■ **Text passage**
+ + + +
[Intel-gfx] TIMESTAMP register
eric at anholt.net
Mon Apr 30 14:11:09 PDT 2012
On Wed, 18 Apr 2012 00:51:42 +0100, Chris Wilson <chris at chris-wilson.co.uk> wrote:
> On Tue, 17 Apr 2012 16:27:45 -0700, Ben Widawsky <ben at bwidawsk.net> wrote:
> > On Tue, 17 Apr 2012 23:04:18 +0200
> > Daniel Vetter <daniel at ffwll.ch> wrote:
> > > On Tue, Apr 17, 2012 at 08:34:11PM +0000, Lawrynowicz, Jacek wrote:
> > > > ARB_timer_query allows client read TIMESTAMP both asynchronously
> > > > and synchronously. The former can be implemented as you said
> > > > but the latter requires support from the KMD. This must be a
> > > > simple MMIO read as this is the only way to report "current" GPU
> > > > time. Implementing synchronous TIMESTAMP query using pipe
> > > > control would render the third example from ARB_timer_query spec
> > > > useless.
> > >
> > > Ok, I've looked like a dofus again, but now I've read the spec and we
> > > indeed seem to need a synchronous readout of the TIMESTAMP register. I
> > > guess a new register will do, together with some fixed-point integer that
> > > tells userspace how to convert it to nanoseconds.
> > > -Daniel
> > I've not read the spec, but synchronous and "current" doesn't mean the
> > exact same thing to me. I assume the spec doesn't allow getting the
> > value in a batch and then just waiting for rendering to complete?
> The spec stipulates that the client is able to query the timestamp
> counter synchronously from within the render stream (ala PIPE_CONTROL)
+ + + +
■ **Recorded data**
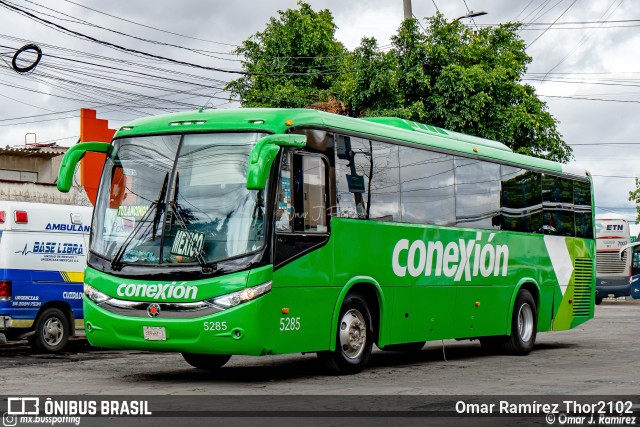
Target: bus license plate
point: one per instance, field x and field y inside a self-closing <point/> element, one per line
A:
<point x="154" y="333"/>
+ + + +
■ **Exercise details**
Continue the mailing-list exchange about the TIMESTAMP register, which appears above the data, from the point at which it stops.

■ **The output**
> and query the current timestamp asynchronously. The spec also explicitly
> allows for those two clocks to be different (though close enough for the
> user to not care). Therefore you need only use the nanosecond monotonic
> clock for the asynchronous query and apply an offset to the GPU timestamp
> when converting that from ticks to nanoseconds. My bet is that
> clock_gettime() is going to beat even ioctl(QUERY_COUNTER), not least
> because TIMESTAMP (being a per-ring register) is going to require
> the forcewake dance.
I think you're referring to this:
(11) Can the GL implementation use different clocks to implement the
TIME_ELAPSED and TIMESTAMP queries?
RESOLVED: Yes, the implemenation can use different internal clocks to
implement TIME_ELAPSED and TIMESTAMP. If different clocks are
used it is possible there is a slight discrepancy when comparing queries
made from TIME_ELAPSED and TIMESTAMP; they may have slight
differences when both are used to measure the same sequence. However, this
is unlikely to affect real applications since comparing the two queries is
not expected to be useful.
But that's about TIME_ELAPSED vs TIMESTAMP, not GPU-side TIMESTAMP vs
CPU-side TIMESTAMP. Having those two not be the same clock seems crazy.
Plus, as a bonus, if we get a general read-a-register ioctl, that means
we could do a non-root gpu top.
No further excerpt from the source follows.